*** Opening of Data section ***
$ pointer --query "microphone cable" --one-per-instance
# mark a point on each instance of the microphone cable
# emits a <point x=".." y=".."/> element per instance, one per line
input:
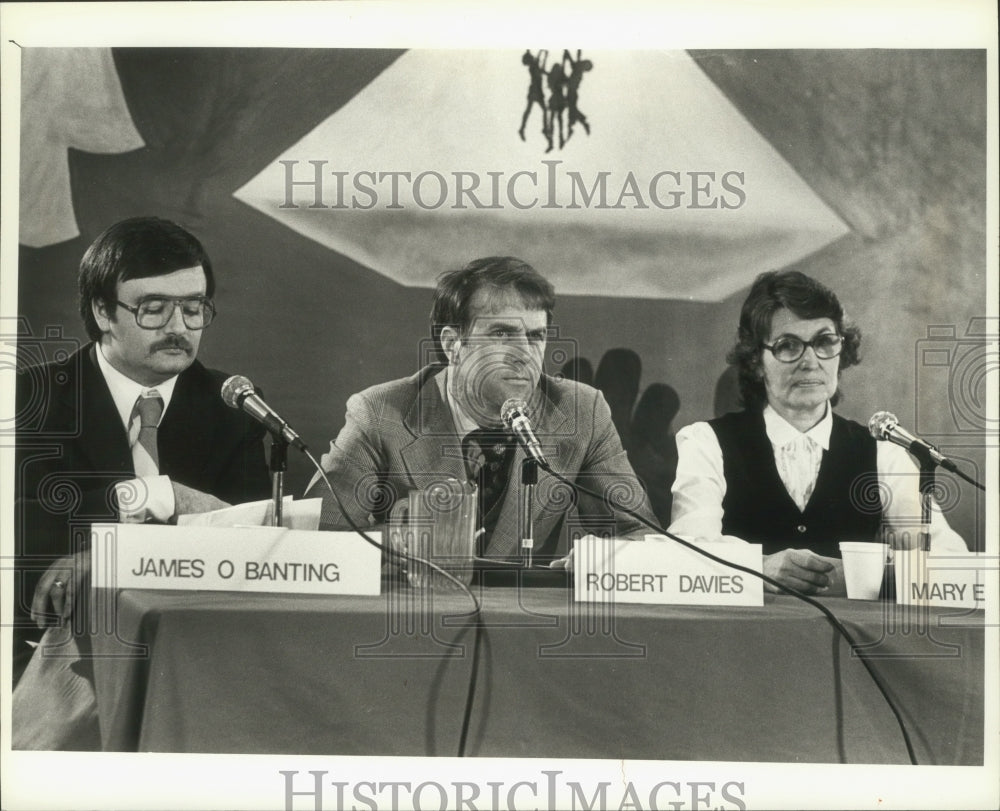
<point x="476" y="616"/>
<point x="838" y="626"/>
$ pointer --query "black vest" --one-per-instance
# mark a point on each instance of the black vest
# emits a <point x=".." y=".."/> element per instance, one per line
<point x="844" y="505"/>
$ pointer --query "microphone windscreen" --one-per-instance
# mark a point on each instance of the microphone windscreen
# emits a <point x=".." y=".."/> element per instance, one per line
<point x="235" y="389"/>
<point x="881" y="423"/>
<point x="512" y="408"/>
*** Close of Data section ***
Copy exactly the lines that begin with the one containing "# mark a point on each instance of the black" and continue to the end of the records, both included, and nothing more.

# mark a point on each instance of the black vest
# emits a <point x=".." y=".."/> element per instance, one per line
<point x="844" y="505"/>
$ pointer --query "microphone windscreen" --one-per-instance
# mark a point on each instance of the microphone windscreen
# emits a <point x=".." y=".."/> element per instance, one per line
<point x="235" y="389"/>
<point x="881" y="423"/>
<point x="512" y="408"/>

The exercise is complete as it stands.